## Work to complete
Reproduce the listing below word for word, line by line.
:::
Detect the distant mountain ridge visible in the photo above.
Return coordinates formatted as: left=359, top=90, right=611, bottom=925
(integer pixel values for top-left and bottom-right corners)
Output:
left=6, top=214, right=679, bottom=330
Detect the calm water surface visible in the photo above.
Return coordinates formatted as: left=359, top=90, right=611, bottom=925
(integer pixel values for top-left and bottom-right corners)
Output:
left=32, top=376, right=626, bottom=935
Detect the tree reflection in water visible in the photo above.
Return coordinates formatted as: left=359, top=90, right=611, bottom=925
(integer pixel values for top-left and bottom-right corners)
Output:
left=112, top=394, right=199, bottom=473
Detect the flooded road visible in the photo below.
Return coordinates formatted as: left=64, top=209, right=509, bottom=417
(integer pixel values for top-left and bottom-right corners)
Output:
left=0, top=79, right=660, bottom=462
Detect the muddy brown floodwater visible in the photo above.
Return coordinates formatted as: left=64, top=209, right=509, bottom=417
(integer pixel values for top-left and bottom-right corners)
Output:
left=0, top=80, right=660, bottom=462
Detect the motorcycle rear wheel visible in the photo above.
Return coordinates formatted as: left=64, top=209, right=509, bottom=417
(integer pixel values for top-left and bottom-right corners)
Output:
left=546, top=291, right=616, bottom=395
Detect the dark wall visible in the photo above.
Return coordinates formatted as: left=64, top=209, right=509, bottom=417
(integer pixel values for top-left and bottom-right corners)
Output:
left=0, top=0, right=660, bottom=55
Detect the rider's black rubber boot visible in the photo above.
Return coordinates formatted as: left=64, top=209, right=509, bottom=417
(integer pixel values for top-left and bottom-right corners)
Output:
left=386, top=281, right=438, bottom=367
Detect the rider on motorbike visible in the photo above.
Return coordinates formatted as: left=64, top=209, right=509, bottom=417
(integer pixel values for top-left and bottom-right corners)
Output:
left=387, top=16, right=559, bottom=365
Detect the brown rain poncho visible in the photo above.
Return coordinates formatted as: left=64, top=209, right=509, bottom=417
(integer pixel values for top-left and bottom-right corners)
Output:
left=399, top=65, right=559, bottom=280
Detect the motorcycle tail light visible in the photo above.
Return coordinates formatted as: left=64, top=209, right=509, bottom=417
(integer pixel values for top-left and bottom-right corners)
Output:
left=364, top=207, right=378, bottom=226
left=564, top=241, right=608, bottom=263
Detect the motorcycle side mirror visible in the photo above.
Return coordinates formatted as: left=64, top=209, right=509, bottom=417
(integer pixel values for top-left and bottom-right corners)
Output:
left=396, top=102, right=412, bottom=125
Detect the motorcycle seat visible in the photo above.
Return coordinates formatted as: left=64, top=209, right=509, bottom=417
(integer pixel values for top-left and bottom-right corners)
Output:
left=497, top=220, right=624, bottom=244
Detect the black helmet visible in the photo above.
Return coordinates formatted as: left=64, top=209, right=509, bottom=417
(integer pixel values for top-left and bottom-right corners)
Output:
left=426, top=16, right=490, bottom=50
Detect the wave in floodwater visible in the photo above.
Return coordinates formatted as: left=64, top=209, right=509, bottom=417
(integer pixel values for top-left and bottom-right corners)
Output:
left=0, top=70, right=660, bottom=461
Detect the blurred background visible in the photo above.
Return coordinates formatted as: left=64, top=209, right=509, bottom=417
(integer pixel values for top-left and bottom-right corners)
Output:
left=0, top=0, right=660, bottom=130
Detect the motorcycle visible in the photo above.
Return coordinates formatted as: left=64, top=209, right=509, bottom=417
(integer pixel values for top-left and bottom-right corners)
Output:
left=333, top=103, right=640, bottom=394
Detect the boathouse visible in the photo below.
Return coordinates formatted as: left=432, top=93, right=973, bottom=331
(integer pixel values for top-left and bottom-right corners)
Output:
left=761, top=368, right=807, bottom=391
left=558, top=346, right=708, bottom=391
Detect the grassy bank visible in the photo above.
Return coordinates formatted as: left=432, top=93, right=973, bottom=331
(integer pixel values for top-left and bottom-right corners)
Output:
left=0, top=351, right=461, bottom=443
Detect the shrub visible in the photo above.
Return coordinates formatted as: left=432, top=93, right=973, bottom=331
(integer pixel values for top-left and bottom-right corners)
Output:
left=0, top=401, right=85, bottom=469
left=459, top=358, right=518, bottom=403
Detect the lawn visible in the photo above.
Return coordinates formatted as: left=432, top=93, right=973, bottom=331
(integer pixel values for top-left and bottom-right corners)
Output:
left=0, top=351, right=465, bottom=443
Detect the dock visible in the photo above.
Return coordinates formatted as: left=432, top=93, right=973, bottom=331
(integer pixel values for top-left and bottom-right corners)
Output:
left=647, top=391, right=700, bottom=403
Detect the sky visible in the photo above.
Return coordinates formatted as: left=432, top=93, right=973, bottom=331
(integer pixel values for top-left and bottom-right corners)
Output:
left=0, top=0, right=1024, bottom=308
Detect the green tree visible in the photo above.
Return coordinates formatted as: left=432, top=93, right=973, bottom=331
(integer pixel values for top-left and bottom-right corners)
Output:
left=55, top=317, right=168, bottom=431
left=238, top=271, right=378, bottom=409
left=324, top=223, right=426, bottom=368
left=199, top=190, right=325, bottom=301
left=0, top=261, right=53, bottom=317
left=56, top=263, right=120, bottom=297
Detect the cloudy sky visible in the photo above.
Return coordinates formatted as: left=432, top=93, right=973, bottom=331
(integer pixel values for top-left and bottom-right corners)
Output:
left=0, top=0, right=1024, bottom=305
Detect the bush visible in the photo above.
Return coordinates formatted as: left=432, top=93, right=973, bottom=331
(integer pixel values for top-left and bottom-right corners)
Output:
:::
## Exercise result
Detect the distant mountain ridge visible in the photo above.
Return coordinates formatted as: left=359, top=90, right=611, bottom=925
(integer pixel values for top-left and bottom-right corners)
Output:
left=6, top=214, right=679, bottom=330
Detect the calm water surface visible in the photo above.
Return coordinates formatted as: left=359, top=90, right=611, bottom=925
(integer pixel values for top-left and bottom-right corners)
Output:
left=32, top=376, right=626, bottom=935
Detect the tree reflection in water visible in the photo above.
Return coordinates formatted as: left=359, top=90, right=611, bottom=925
(integer pixel values for top-left and bottom-right corners)
Output:
left=112, top=394, right=199, bottom=473
Detect the flooded road visible in the photo below.
Return coordinates formatted as: left=64, top=209, right=509, bottom=417
(integer pixel values for top-left and bottom-right corners)
Output:
left=0, top=79, right=660, bottom=462
Detect the muddy brown floodwater visible in the photo above.
Return coordinates formatted as: left=64, top=209, right=509, bottom=417
(integer pixel values for top-left and bottom-right corners)
Output:
left=0, top=80, right=660, bottom=462
Detect the motorcycle rear wheel visible in the photo above.
Return coordinates formatted as: left=64, top=209, right=509, bottom=417
(integer pixel values for top-left and bottom-right corners)
Output:
left=546, top=291, right=616, bottom=395
Detect the dark wall visible in the photo above.
Return coordinates formatted as: left=64, top=209, right=509, bottom=417
(integer pixel values for top-left and bottom-right corners)
Output:
left=0, top=0, right=660, bottom=55
Detect the rider's black rubber boot visible in the photo above.
Return coordinates formatted as: left=64, top=209, right=509, bottom=417
(integer pixel values for top-left and bottom-right corners)
Output:
left=386, top=281, right=438, bottom=367
Detect the rider on motorbike visible in the photo above.
Return coordinates formatted as: left=64, top=209, right=509, bottom=417
(integer pixel values for top-left and bottom-right corners)
Output:
left=387, top=16, right=559, bottom=365
Detect the brown rain poncho visible in the photo above.
Return coordinates formatted as: left=64, top=209, right=509, bottom=417
(integer pixel values for top-left and bottom-right corners)
Output:
left=399, top=65, right=559, bottom=280
Detect the motorcycle tail light visible in the photo above.
Return coordinates formatted as: left=64, top=209, right=509, bottom=417
(integer pixel values for top-left and bottom-right corners)
Output:
left=364, top=207, right=378, bottom=226
left=564, top=241, right=608, bottom=263
Detect the motorcycle side mirror visible in the photo above.
Return coordinates formatted as: left=64, top=209, right=509, bottom=417
(integer pixel values for top-left and bottom-right corners)
Output:
left=396, top=102, right=412, bottom=125
Detect the motorcycle seat visible in the photo above.
Return coordinates formatted as: left=64, top=209, right=509, bottom=417
(integer pixel values for top-left and bottom-right corners)
Output:
left=497, top=220, right=624, bottom=244
Detect the black helmet visible in the photo above.
Return coordinates formatted as: left=64, top=209, right=509, bottom=417
(integer pixel values for top-left and bottom-right corners)
Output:
left=426, top=16, right=490, bottom=50
Detect the wave in floodwater visible in the photo above.
Return coordinates formatted as: left=64, top=209, right=509, bottom=417
(integer pixel values for top-left and bottom-right corners)
Output:
left=0, top=70, right=660, bottom=461
Detect the blurred background visible in the photo above.
Return coordinates formatted as: left=64, top=209, right=509, bottom=417
(integer pixel values for top-left and bottom-right corners)
Output:
left=0, top=0, right=660, bottom=130
Detect the motorcycle visible in the photo above.
Return coordinates formatted as: left=64, top=209, right=509, bottom=417
(integer pixel values for top-left and bottom-right corners)
Output:
left=333, top=103, right=640, bottom=394
Detect the boathouse visible in the photo below.
Return coordinates formatted as: left=432, top=93, right=973, bottom=331
(integer pixel values for top-left and bottom-right corners)
Output:
left=761, top=368, right=807, bottom=391
left=558, top=346, right=708, bottom=391
Detect the grassy bank visible in the photo above.
Return coordinates formatted as: left=432, top=93, right=973, bottom=331
(integer pixel values for top-left and bottom-right corners)
Output:
left=0, top=351, right=461, bottom=443
Detect the shrub visible in the photo above.
Return coordinates formatted as: left=432, top=93, right=973, bottom=331
(integer pixel values for top-left and bottom-right corners)
Output:
left=0, top=401, right=85, bottom=469
left=459, top=358, right=518, bottom=403
Detect the lawn visible in the photo above.
Return coordinates formatted as: left=432, top=93, right=973, bottom=331
(integer pixel values for top-left and bottom-right corners)
Output:
left=0, top=351, right=465, bottom=443
Detect the dock visible in the photo above.
Return coordinates formatted as: left=432, top=93, right=973, bottom=331
(integer pixel values for top-left and bottom-right corners)
Output:
left=647, top=391, right=700, bottom=403
Detect the sky visible in the photo above.
Return coordinates formatted as: left=432, top=93, right=973, bottom=331
(integer pixel values for top-left and bottom-right corners)
Output:
left=0, top=0, right=1024, bottom=308
Detect the green tree visible in the photo above.
Return coordinates formatted as: left=432, top=93, right=973, bottom=331
(integer pixel values for top-left and bottom-right corners)
Output:
left=55, top=317, right=168, bottom=431
left=238, top=271, right=378, bottom=409
left=324, top=223, right=426, bottom=368
left=199, top=190, right=325, bottom=301
left=0, top=261, right=53, bottom=317
left=56, top=263, right=120, bottom=297
Detect the cloudy sky visible in the photo above.
Return coordinates formatted as: left=432, top=93, right=973, bottom=331
(integer pixel values for top-left and bottom-right corners)
Output:
left=0, top=0, right=1024, bottom=305
Detect the bush visible in the photo above.
Return coordinates formatted as: left=432, top=93, right=973, bottom=331
(integer pixel values for top-left and bottom-right corners)
Output:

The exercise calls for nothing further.